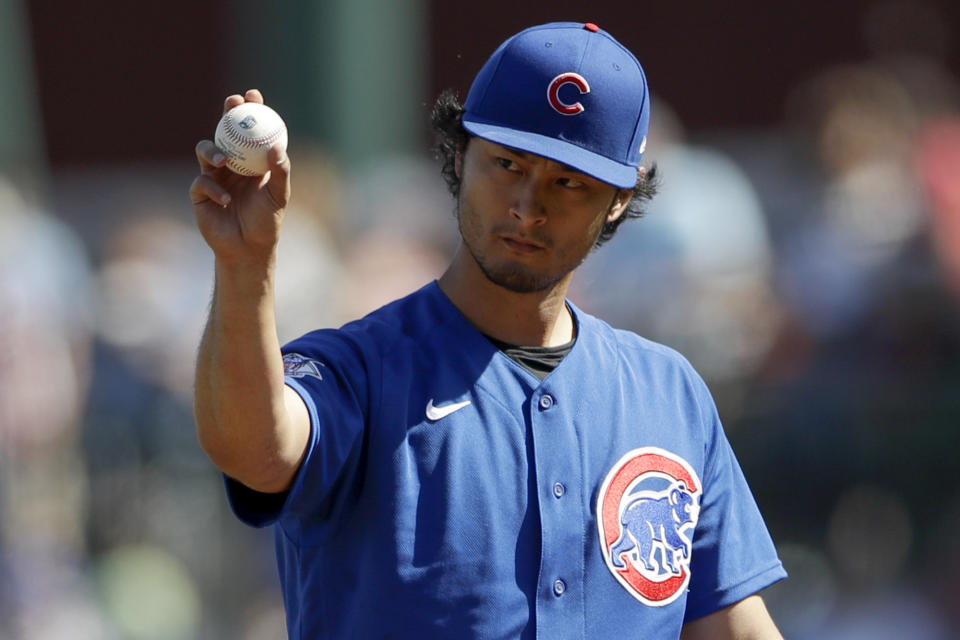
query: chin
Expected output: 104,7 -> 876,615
480,264 -> 565,293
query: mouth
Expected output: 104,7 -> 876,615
500,235 -> 546,254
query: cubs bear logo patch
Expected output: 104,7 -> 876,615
283,353 -> 326,380
597,447 -> 703,607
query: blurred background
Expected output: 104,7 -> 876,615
0,0 -> 960,640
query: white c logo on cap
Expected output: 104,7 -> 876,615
547,71 -> 590,116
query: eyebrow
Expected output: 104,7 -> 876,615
500,144 -> 587,175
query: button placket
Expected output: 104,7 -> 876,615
553,578 -> 567,598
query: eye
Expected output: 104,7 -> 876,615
496,157 -> 520,173
557,176 -> 587,189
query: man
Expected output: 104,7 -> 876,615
191,23 -> 785,640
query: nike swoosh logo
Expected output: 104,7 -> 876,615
427,398 -> 470,420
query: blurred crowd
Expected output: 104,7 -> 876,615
0,5 -> 960,640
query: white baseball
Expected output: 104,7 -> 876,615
213,102 -> 287,176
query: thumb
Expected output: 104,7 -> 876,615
267,142 -> 290,207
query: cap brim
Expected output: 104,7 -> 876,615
463,115 -> 637,189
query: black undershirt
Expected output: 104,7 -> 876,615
484,334 -> 577,380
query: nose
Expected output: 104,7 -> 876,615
510,176 -> 547,226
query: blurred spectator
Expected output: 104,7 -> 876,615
0,176 -> 103,640
574,102 -> 779,404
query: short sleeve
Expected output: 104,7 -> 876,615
684,381 -> 787,622
225,331 -> 369,527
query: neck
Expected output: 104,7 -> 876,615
438,245 -> 575,347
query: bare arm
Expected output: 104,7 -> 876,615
680,595 -> 783,640
190,90 -> 310,492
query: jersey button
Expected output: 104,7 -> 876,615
553,578 -> 567,598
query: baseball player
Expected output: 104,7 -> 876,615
191,23 -> 785,640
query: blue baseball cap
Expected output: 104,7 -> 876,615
------------------------------------------------------------
▸ **Written request**
Return each line of the entries that contains the string "button". Case counts.

▸ **Answer in full**
query: button placket
query: jersey button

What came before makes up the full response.